MONTRÉAL – Outre le hockey, il n’y a pas grand-chose à faire à Brooks. Parole de Simon Gravel.

 

« Pour vrai, tu peux aller nager, mais à part ça... C’est pas mal ça », résume le hockeyeur québécois de 19 ans qui, de toute façon, n’a que très peu de temps libre à meubler depuis que lui et son complice William Lemay ont déposé l’automne dernier leur poche de hockey dans le vestiaire des Bandits, la principale attraction de cette localité albertaine de 15 000 habitants située à deux heures de route de Calgary.

 

« C’est comme une petite ville du Texas qui héberge une équipe de football d’une petite université », compare Ryan Papaioannou, le directeur général et entraîneur-chef des Bandits, un club junior A évoluant dans la Ligue junior de l’Alberta (AJHL).

 

« Il n’y a rien à faire sauf l’équipe de hockey. C’est la chose no 1, poursuit Papaioannou, qui en est à sa 10e année de service derrière le banc des Bandits. Les gens savent si on joue bien ou si on a joué un mauvais match. Tout le monde connaît le pointage final de notre dernière rencontre. Tout le monde nous reconnaît dans la rue. »

 

Au fil des sept dernières saisons, les Bandits ont gagné le cœur de leurs partisans en remportant quatre titres de l’AJHL (2012, 2013, 2016 et 2017), un Championnat national (2013) et ont pris part à deux autres finales canadiennes. Papaioannou était aux commandes de chacune de ces équipes, mais jamais il n’a été aussi populaire qu’aujourd’hui dans les rues de Brooks.

 

Son équipe n’a pas perdu depuis le 27 novembre.

• • • • • • •

- [Vos tâches]
• 1. D'après l'article sur les Bandits de Brooks, combien d'habitants compte Brooks ?
• 2. Résumez l'article sur les Bandits de Brooks en deux phrases.
• 3. Veuillez rédiger la suite de l'article sur les Bandits de Brooks, après sa dernière phrase.
Les données ne jouent aucun rôle dans ce travail sur l'article consacré aux Bandits de Brooks.

- [Données fournies]
• • • • • • •

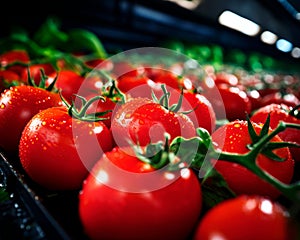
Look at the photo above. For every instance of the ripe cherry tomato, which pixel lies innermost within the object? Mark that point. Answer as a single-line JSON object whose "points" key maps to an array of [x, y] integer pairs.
{"points": [[280, 112], [148, 121], [68, 81], [197, 107], [234, 137], [8, 78], [68, 148], [289, 99], [245, 217], [17, 106], [226, 78], [234, 100], [116, 194], [35, 72]]}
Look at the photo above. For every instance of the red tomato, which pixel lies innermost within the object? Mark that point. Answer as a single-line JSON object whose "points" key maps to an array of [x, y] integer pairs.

• • • • • • •

- [Réponses aux tâches]
• 1. Brooks compte 15 000 habitants.

• 2. À Brooks, localité albertaine de 15 000 habitants, les Bandits, club junior A de l'AJHL, sont la principale attraction, et les Québécois Simon Gravel et William Lemay y jouent depuis l'automne dernier. Menée par Ryan Papaioannou, l'équipe a remporté quatre titres de l'AJHL et un Championnat national au fil des sept dernières saisons, et elle n'a pas perdu depuis le 27 novembre.

• 3.
Au fil de cette invraisemblable séquence, les Bandits se sont hissés au sommet du classement des meilleurs clubs canadiens le 10 décembre dernier pour ne plus jamais en redescendre, rééditant au passage un chapitre entier du livre des records de l’AJHL :

 

·      31 victoires de suite ;

·      55 victoires en une saison ;

·      Première équipe à récolter 110 points en une saison ;

·      Fiche de 29-0 à domicile ;

 

Et ce n’est pas tout. S’ils remportent leurs deux derniers matchs du calendrier régulier, vendredi et samedi soir, les Bandits (55-3) – qui seront l’équipe hôte du Championnat national du 11 au 19 mai –, deviendront la première formation de l’histoire du circuit à n’encaisser que trois revers en une saison.

 

Tout ça en partie grâce à deux jeunes Québécois partis dans l’ouest en quête de visibilité.

 

Les Bandits battent un à un les records de l'AJHL.

 

Un grand chelem

 

Quand les deux options s’offrent à lui, Gravel ne réfléchit même pas. C’est automatique. Il refile la rondelle à Lemay.

 

« Je suis droitier et lui gaucher, note le joueur de centre. C’est toujours plus facile pour moi de la passer à lui qu’à mon autre ailier. »

 

Plus facile et plus productif. Avec 30 buts et 84 points à sa fiche en 56 matchs, Lemay est le meilleur pointeur des Bandits et le deuxième dans la ligue. Il n’accuse que quatre points de retard sur le meneur, Dylan Holloway, un attaquant de 17 ans des Oilers d’Okotoks qui lui a été préféré dans la course au titre de joueur par excellence du circuit.

 

Gravel suit non loin derrière avec une récolte de 63 points (31 buts, 32 passes) en 53 rencontres, ce qui lui confère le 5e rang des meilleurs pointeurs des Bandits et le 13e à l’échelle de l’AJHL.

 

« Avec la quantité de minutes qu’il joue, les situations dans lesquelles on le place, offensivement et défensivement, en désavantage numérique, en avantage numérique... Si Will n’est pas notre joueur le plus utile, il est l’un des deux ou trois plus utiles. Il a été extraordinaire, observe Papaioannou.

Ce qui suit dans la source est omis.